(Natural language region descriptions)
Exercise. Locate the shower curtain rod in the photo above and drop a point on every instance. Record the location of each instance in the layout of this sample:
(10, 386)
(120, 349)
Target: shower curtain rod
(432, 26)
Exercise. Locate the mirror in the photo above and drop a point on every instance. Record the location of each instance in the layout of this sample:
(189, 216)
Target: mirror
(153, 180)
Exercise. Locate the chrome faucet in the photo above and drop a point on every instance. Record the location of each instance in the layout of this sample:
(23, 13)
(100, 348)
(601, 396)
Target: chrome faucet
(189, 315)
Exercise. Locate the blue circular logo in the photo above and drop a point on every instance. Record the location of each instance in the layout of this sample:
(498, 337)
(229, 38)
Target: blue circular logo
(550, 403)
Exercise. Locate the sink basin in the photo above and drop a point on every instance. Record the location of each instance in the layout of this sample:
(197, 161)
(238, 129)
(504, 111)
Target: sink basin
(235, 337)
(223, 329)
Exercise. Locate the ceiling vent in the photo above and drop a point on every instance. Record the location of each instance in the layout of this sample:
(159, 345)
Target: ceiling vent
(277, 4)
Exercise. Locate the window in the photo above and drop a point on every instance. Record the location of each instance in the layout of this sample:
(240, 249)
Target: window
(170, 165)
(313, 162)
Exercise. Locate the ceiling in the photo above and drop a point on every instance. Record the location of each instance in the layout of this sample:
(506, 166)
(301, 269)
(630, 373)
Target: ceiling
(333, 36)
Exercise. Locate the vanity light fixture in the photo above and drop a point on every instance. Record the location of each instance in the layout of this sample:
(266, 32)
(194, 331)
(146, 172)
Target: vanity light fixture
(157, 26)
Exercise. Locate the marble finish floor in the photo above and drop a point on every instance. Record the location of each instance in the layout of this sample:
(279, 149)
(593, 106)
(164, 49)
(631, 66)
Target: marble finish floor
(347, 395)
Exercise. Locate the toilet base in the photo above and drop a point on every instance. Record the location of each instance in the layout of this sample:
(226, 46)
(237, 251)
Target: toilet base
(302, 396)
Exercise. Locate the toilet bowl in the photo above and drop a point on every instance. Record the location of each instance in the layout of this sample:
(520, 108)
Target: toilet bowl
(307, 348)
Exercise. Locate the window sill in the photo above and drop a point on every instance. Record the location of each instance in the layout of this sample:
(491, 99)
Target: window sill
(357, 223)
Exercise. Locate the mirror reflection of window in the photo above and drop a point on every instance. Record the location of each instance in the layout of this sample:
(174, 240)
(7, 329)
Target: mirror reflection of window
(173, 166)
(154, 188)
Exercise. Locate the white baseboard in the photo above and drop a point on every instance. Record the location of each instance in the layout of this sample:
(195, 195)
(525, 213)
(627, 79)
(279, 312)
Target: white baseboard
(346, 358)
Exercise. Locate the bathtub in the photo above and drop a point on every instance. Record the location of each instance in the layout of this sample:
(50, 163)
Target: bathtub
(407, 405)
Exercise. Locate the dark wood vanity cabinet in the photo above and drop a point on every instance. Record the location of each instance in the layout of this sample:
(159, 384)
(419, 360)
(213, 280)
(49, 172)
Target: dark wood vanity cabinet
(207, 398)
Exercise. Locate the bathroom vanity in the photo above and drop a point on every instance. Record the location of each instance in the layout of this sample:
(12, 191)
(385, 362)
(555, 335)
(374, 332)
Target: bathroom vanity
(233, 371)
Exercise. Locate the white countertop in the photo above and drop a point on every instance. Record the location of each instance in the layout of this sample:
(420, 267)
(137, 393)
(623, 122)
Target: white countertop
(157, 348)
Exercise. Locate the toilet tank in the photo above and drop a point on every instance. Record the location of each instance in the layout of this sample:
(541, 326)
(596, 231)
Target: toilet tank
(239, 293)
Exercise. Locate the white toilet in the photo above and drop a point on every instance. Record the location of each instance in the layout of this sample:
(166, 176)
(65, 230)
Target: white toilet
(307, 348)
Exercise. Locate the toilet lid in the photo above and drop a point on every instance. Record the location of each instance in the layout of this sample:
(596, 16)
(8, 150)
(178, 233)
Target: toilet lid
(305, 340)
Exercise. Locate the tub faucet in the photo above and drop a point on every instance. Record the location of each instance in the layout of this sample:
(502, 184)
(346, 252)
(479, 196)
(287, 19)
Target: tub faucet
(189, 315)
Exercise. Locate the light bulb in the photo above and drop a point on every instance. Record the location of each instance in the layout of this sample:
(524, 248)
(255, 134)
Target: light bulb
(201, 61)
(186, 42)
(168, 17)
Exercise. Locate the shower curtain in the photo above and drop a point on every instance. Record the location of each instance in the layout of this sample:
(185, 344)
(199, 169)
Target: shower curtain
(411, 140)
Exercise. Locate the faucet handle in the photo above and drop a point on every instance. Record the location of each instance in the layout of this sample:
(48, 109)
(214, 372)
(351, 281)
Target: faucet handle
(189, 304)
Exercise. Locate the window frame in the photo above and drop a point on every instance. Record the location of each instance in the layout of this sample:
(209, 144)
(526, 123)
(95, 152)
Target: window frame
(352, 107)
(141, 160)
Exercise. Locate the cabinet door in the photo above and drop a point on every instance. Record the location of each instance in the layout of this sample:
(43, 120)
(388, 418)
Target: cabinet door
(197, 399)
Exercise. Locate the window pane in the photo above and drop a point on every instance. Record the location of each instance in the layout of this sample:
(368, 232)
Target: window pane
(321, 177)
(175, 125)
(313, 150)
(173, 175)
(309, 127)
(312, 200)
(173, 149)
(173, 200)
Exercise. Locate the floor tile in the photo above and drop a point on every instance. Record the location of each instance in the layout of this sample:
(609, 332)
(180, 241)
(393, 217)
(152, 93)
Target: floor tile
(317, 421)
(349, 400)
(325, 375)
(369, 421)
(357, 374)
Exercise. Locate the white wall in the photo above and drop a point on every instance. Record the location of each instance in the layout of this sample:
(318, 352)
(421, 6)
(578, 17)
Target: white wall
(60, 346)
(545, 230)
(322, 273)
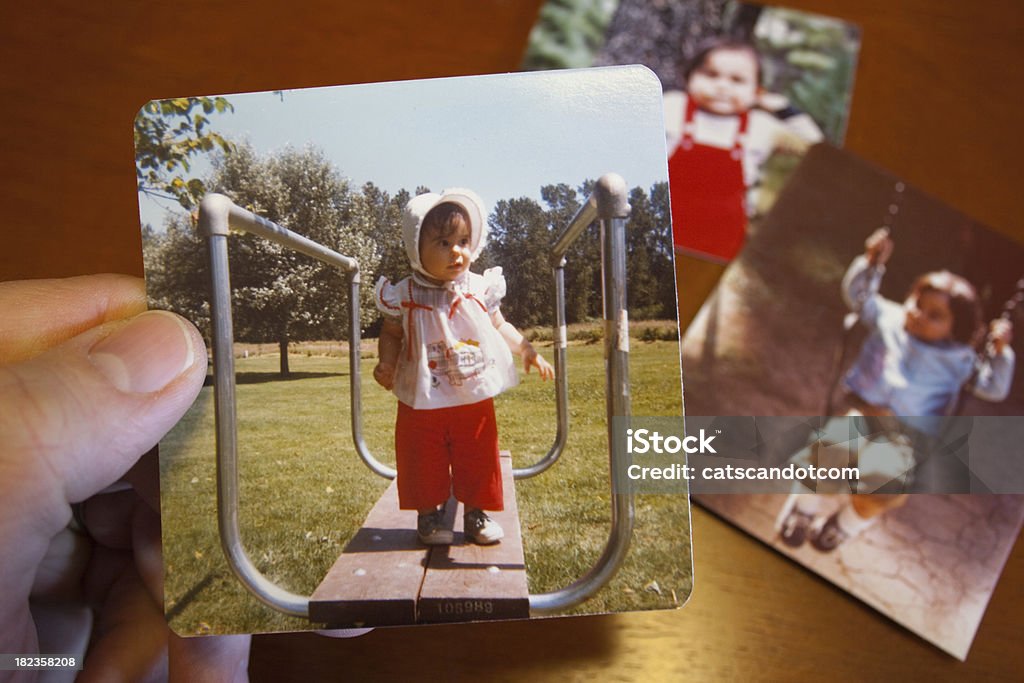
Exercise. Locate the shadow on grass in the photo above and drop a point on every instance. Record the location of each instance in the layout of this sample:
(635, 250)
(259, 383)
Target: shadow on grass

▸ Exercise details
The answer must be an exact copy of the entries, with the pictures omitted.

▸ Your solution
Exercise. Locate the shower curtain rod in the photo above and drop a point on every instance. Record the location of each instance in the layout of this sample:
(10, 386)
(120, 349)
Target: shower curtain rod
(432, 26)
Exercise. Locate the mirror in the photo above and drop a point on every instance. Record the location of each instance in the layout of this sample:
(189, 216)
Target: mirror
(153, 180)
Exercise. Locate the chrome faucet in the photo above and drop a point on every instance. Record the location of each instance in the layout of this sample:
(23, 13)
(100, 348)
(601, 396)
Target: chrome faucet
(189, 315)
Exercise. Locate the blue circular logo in the photo above and drop a point on every instance. Record the location of each instance in the layout of this sample:
(498, 337)
(229, 38)
Target: blue circular logo
(550, 403)
Exercise. Locate the sink basin in the photo above and drop a point on every instance. Record the location of each instance in the layout of this sample:
(197, 161)
(238, 129)
(504, 111)
Target: sink basin
(235, 337)
(223, 329)
Exercise. Locate the ceiling vent in the photo above and drop a point on every instance. Record the location of each instance in the layout of this sample:
(159, 345)
Target: ceiling vent
(277, 4)
Exercise. Locate the window in the photo above and drop a point on every instance. Record the location of each instance in the layout of this sample:
(240, 249)
Target: window
(170, 165)
(313, 162)
Exercise. Locate the ceiling in the photo above and drop a point on every instance. Record the location of each instance in the layout of this sample:
(506, 166)
(301, 269)
(630, 373)
Target: ceiling
(333, 36)
Exercise. Locate the vanity light fixture in the photo above and drop a point on every instance. Record the location of each instance in the layout of this sample:
(266, 32)
(194, 331)
(146, 172)
Target: vanity light fixture
(157, 26)
Exercise. Locate the marble finish floor in the photo above and drop a point on every instance. Record the location of each instance in the layout of this sample:
(279, 149)
(593, 106)
(164, 49)
(631, 66)
Target: marble finish floor
(347, 395)
Exercise. Locate the toilet base in the photo above and drop a point on every instance. Record the location of each instance in the layout of this sample:
(226, 46)
(237, 251)
Target: toilet base
(302, 396)
Exercise. Locate the toilet bowl in the photo above and drop a point on every instance. Record the location of each instance in the layout of this sample:
(520, 108)
Target: toilet bowl
(307, 348)
Exercise. Locate the window sill in the photo above and drop a point on every instance. Record the location of each instance in the layout of this sample:
(491, 99)
Target: window sill
(357, 223)
Exercise. Locate the mirror reflection of window in the photo above and drop a point on every instance. Record the location of each instance in the layout of this sample:
(174, 240)
(7, 329)
Target: mirror reflection of window
(173, 166)
(154, 188)
Exercise. Locate the white baseboard in the photo above and drop a point on every instance. Record the location of each instance in the layout of this sample:
(195, 195)
(525, 213)
(627, 79)
(279, 312)
Target: white baseboard
(346, 358)
Exercise. Locate the bathtub in the photo above and drop a point on every instance. Record the location of each instance in the layout of this sample:
(50, 163)
Target: bathtub
(407, 405)
Exercise. Locate the dark wood vanity cabinet in the photo above and drop a point on every instance. Record the location of each instance in the layout of this sample:
(159, 384)
(419, 360)
(213, 280)
(49, 172)
Target: dark wood vanity cabinet
(207, 398)
Exercise. Locate the bathroom vanity in the photo above and drop a point on every instance. Record the location of each instance in the layout of this sample:
(12, 191)
(385, 362)
(555, 335)
(374, 332)
Target: bathroom vanity
(233, 371)
Exercise. Locate the white countertop in the photo above and drop a point on every instance. Record the location of each instance in the layout of this sample:
(420, 267)
(137, 393)
(623, 122)
Target: white countertop
(157, 348)
Exercise. Locate the toilet tank in the photo above and drop a point on every instance. Record the location of each instance in the layout of this sample:
(541, 326)
(596, 231)
Target: toilet tank
(239, 293)
Exercise. Locate the white toilet in the photo above and drop a point on every instance. Record the location of each instance in the layout of this sample:
(166, 176)
(65, 230)
Target: white toilet
(307, 348)
Exercise. Locate the toilet lid in the photo above and drop a point on every instance. Record the location of each instance in the layout of this sample:
(596, 16)
(8, 150)
(178, 233)
Target: toilet lid
(305, 340)
Exercise. Locate the tub faucet in the photo above and drop a point on every instance. Record the location of each instance in the layout of this sample:
(502, 184)
(346, 252)
(479, 196)
(287, 19)
Target: tub faucet
(189, 315)
Exercise. Locate the light bulb in the photo above and drop a point on every instance. Record the location of each instance in the layout of this sample:
(524, 248)
(255, 134)
Target: light bulb
(201, 61)
(186, 42)
(168, 17)
Exercise. Locate the shower curtain in the photo above and drop a point on every instance. Record the location of each instance in the layout of this sample:
(185, 344)
(199, 169)
Target: shower curtain
(411, 140)
Exercise. Locate the faucet handle in the photo above and drop a point on every instance. Record the location of each instance in the layout of this sample:
(48, 109)
(214, 372)
(351, 281)
Target: faucet handle
(189, 304)
Exercise. Locate the window frame in the photo above and drop a point on every instance. Record the location of each instance in the layout of this sample:
(209, 144)
(526, 123)
(95, 152)
Target: window frame
(352, 107)
(141, 160)
Exercise. Locate the cabinet door in the photo above and drop a point on every instance. Record the location of each instance in the layout of this sample:
(43, 120)
(388, 418)
Target: cabinet door
(197, 399)
Exercise. Locate the window pane in the photo above and drop a point on every instance. Record the location of each instance in the layout of this sample:
(368, 232)
Target: window pane
(321, 177)
(175, 125)
(313, 150)
(173, 175)
(309, 127)
(312, 200)
(173, 149)
(173, 200)
Exercise. Locate the floor tile in the photo above and drop a point on every instance. Record the location of each instance in the layout of this sample:
(609, 332)
(180, 241)
(393, 217)
(152, 93)
Target: floor tile
(317, 421)
(349, 400)
(325, 375)
(369, 421)
(357, 374)
Exercise. Locate the white wall in the photo above and drop a point on every instance. Record the location of each instance in the layout of this sample:
(318, 352)
(421, 6)
(578, 17)
Target: white wall
(60, 346)
(545, 230)
(322, 273)
Exercise. Locate the shadow on grass in the photo above and drop a point on every instance. Record the location of each instance in the layout of this sample:
(635, 250)
(259, 383)
Target: shadow on grass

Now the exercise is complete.